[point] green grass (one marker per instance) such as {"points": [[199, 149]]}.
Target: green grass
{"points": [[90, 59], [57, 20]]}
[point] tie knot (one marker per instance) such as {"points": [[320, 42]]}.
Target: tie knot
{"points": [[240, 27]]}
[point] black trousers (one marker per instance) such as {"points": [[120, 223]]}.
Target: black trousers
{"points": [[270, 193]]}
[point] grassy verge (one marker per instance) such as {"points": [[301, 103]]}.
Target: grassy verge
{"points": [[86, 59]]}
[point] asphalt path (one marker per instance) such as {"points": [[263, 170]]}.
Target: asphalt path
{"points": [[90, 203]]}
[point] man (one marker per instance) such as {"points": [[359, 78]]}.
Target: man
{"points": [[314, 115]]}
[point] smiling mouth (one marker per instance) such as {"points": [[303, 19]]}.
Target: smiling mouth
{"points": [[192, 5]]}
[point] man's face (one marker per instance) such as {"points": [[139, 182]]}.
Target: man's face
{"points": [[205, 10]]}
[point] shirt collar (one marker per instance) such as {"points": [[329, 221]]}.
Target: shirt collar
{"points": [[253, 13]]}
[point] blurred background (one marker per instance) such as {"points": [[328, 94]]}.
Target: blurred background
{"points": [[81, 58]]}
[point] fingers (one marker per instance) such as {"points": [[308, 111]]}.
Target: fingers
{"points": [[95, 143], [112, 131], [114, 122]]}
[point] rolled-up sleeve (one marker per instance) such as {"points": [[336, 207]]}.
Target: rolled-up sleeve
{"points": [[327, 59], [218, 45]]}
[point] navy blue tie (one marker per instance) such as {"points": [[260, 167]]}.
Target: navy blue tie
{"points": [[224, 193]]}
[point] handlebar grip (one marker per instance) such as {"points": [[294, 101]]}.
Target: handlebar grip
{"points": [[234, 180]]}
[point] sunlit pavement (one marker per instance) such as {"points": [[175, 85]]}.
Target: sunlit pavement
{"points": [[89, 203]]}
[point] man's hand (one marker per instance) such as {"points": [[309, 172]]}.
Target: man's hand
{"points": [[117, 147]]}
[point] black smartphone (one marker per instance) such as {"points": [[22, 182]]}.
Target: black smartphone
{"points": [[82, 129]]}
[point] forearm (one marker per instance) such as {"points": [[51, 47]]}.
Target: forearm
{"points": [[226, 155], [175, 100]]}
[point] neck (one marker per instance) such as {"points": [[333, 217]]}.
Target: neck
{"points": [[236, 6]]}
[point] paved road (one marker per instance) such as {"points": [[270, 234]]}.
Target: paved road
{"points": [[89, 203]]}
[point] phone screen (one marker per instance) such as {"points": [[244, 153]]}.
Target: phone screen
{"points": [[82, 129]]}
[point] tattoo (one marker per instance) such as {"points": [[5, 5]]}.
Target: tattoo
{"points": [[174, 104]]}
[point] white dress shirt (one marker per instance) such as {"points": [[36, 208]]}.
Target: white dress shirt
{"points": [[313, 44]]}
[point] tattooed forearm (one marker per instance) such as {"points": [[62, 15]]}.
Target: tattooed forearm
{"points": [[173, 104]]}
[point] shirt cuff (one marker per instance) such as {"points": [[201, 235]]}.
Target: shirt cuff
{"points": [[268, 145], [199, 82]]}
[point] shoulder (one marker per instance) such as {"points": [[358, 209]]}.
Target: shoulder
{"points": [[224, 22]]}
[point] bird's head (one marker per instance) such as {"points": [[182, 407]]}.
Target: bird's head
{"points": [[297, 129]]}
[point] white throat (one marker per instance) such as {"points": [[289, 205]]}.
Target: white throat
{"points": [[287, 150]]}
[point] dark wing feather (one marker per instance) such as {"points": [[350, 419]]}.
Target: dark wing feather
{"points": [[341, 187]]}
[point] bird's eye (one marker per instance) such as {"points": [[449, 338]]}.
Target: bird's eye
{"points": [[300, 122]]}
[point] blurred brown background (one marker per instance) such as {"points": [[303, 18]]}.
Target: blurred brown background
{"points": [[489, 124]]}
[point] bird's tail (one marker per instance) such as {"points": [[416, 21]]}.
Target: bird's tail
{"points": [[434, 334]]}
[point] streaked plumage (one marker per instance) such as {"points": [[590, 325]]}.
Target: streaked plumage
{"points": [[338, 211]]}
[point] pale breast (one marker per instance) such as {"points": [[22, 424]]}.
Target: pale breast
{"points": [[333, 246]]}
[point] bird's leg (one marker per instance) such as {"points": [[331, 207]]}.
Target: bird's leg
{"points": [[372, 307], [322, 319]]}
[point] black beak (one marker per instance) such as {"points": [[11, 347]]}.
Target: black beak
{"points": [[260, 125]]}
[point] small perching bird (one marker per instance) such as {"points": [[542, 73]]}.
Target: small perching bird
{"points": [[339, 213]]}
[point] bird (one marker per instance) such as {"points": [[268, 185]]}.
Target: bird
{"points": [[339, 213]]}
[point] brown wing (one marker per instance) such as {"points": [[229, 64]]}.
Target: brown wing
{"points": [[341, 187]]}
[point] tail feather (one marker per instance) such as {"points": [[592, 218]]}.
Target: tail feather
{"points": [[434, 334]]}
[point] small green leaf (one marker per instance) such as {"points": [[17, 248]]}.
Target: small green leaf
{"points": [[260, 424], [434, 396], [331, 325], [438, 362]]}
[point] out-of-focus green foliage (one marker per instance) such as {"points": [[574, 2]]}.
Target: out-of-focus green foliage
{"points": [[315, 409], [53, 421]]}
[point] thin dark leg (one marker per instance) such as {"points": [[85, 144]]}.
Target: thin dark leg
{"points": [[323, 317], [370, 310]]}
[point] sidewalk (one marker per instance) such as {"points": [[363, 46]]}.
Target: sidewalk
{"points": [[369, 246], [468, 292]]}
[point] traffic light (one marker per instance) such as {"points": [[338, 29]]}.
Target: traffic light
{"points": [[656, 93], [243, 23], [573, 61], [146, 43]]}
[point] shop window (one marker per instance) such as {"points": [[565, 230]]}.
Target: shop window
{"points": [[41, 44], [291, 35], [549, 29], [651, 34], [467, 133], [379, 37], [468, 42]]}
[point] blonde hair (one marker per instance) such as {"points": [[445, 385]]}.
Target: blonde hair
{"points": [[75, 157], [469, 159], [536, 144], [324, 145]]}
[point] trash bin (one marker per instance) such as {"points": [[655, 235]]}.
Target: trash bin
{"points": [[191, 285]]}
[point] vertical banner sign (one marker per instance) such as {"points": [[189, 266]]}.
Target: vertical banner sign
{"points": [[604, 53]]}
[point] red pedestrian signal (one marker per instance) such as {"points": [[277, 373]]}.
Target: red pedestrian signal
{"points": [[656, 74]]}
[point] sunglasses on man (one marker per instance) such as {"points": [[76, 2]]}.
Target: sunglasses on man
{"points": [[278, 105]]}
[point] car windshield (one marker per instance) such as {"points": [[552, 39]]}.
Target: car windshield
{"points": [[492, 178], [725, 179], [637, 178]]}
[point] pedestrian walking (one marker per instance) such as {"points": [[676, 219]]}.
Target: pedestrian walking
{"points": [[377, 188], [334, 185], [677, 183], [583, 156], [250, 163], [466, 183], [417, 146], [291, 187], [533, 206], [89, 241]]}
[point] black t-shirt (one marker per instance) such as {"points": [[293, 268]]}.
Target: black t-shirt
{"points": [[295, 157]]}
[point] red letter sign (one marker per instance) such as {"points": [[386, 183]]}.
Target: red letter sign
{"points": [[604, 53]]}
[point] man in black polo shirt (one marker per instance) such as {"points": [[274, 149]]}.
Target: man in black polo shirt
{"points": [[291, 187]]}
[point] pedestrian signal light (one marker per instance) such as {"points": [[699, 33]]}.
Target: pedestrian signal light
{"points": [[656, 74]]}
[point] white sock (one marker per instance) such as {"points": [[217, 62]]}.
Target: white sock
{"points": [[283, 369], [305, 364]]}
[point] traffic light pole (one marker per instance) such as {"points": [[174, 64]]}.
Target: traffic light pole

- Aim: Copy these lines unchanged, starting at the line that contains "[point] red pedestrian" and continuing through the last line of the records.

- Reply:
[point] red pedestrian signal (one marker per instance) such as {"points": [[277, 373]]}.
Target: red pedestrian signal
{"points": [[656, 74]]}
[point] sunglasses on man (one marker per instance) such as {"points": [[76, 2]]}.
Target: sunglasses on man
{"points": [[278, 105]]}
[point] car windshield (one marker per instance) such as {"points": [[552, 39]]}.
Target: car windshield
{"points": [[492, 178], [725, 179], [637, 178]]}
[point] pedestrian walking (one marker per instance) such as {"points": [[676, 219]]}.
Target: pedestrian walking
{"points": [[377, 188], [334, 185], [677, 183], [583, 156], [250, 163], [466, 183], [417, 146], [291, 187], [533, 206], [89, 241]]}
[point] black t-shirt (one marker per instance) such as {"points": [[293, 268]]}.
Target: black t-shirt
{"points": [[295, 157]]}
[point] red letter sign (one marker per instance) such as {"points": [[386, 183]]}.
Target: red letter sign
{"points": [[604, 53]]}
[point] man in black polo shirt (one marker per instance) such as {"points": [[274, 149]]}.
Target: man in black polo shirt
{"points": [[291, 187]]}
[point] pedestrian signal light (one marker per instance) such as {"points": [[699, 33]]}.
Target: pedestrian signal light
{"points": [[656, 74]]}
[point] white sock (one marker per instance) such as {"points": [[217, 62]]}.
Target: white sock
{"points": [[283, 369], [305, 364]]}
[point] traffic light pole (one marker per instance) such as {"points": [[174, 64]]}.
Target: traffic light pole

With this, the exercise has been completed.